## START Material
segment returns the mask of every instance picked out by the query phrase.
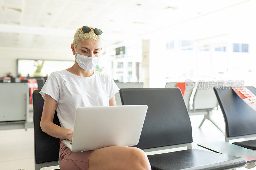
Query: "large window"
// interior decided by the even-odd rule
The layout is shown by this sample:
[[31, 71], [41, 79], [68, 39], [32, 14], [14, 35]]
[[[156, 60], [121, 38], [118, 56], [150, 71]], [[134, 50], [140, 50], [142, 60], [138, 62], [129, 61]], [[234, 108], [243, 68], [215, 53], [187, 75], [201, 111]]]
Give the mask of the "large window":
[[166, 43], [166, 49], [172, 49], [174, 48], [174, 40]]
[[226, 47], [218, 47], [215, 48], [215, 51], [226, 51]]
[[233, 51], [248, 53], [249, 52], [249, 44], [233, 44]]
## END Material
## START Material
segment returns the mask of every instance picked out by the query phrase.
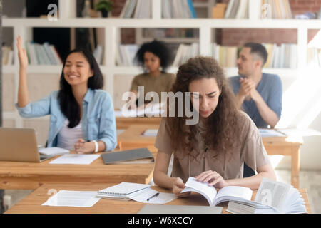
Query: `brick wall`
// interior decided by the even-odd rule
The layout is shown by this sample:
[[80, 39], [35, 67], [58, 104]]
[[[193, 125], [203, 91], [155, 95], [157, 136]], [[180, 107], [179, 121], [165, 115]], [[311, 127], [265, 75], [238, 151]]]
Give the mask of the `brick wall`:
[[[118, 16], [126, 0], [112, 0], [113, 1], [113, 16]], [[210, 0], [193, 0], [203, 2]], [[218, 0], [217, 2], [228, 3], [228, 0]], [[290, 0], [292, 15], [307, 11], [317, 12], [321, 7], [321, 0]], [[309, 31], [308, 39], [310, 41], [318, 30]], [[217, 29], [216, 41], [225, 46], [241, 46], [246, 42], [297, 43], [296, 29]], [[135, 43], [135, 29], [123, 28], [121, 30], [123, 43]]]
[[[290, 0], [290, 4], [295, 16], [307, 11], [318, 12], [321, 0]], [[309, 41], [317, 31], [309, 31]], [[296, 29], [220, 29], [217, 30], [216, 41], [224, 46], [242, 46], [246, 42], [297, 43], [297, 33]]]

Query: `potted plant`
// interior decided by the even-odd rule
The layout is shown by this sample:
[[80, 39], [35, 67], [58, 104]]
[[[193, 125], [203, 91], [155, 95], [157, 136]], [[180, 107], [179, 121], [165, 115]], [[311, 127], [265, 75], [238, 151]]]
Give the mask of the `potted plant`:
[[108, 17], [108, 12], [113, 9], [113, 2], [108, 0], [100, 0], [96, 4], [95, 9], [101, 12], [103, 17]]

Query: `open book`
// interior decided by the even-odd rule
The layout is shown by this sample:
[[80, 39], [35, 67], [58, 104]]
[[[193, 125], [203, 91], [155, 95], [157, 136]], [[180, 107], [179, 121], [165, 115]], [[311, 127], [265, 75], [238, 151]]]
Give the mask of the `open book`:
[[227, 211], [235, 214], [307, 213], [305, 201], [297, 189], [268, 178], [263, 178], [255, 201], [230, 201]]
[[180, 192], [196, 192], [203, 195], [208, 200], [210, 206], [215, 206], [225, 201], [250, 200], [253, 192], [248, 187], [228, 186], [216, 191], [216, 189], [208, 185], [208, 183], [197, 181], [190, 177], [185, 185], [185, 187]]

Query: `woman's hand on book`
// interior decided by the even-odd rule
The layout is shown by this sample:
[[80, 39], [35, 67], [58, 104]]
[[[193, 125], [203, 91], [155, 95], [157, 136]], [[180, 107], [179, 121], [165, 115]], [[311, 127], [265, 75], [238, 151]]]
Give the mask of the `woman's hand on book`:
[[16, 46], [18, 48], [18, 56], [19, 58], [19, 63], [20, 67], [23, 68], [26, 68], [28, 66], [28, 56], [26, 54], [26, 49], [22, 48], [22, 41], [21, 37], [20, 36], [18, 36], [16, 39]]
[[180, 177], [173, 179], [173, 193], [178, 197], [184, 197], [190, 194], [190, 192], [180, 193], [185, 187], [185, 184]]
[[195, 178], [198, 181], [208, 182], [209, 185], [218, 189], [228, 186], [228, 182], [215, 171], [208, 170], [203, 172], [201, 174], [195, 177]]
## END Material
## START Material
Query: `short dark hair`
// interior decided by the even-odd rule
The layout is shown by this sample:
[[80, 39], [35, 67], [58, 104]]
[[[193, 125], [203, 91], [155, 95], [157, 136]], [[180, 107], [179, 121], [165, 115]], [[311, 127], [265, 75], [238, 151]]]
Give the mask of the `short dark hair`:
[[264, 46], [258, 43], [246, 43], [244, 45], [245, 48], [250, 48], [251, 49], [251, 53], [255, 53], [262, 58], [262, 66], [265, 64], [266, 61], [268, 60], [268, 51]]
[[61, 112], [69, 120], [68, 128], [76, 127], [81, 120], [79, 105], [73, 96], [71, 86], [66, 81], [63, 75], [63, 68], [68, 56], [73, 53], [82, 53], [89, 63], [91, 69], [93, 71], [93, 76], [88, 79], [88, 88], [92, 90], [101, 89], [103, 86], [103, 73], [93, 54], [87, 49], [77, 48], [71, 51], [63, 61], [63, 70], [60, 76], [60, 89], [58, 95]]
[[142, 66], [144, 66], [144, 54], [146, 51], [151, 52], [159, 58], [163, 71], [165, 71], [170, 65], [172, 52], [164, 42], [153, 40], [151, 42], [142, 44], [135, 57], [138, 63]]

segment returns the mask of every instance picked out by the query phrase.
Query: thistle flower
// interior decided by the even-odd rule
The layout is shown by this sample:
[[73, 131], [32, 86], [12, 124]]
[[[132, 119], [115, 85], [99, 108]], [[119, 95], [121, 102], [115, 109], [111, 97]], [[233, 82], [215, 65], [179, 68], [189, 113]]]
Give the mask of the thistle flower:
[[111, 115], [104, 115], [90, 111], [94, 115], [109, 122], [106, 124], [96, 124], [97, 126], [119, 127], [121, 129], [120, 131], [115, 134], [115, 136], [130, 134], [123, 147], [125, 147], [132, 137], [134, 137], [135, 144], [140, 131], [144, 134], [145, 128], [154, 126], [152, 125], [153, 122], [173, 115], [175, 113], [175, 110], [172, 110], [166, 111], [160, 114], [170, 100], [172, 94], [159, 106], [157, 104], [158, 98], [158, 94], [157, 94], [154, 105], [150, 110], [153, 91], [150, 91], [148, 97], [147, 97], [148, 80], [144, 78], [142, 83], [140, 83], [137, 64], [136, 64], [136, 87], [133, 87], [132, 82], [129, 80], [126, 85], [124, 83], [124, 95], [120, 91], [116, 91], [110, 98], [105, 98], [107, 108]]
## END Material
▶ **Instructions for the task**: In the data above, report how many lines contain the string "hair", matching case exactly. Give only the number.

▶ **Solution to the problem**: 2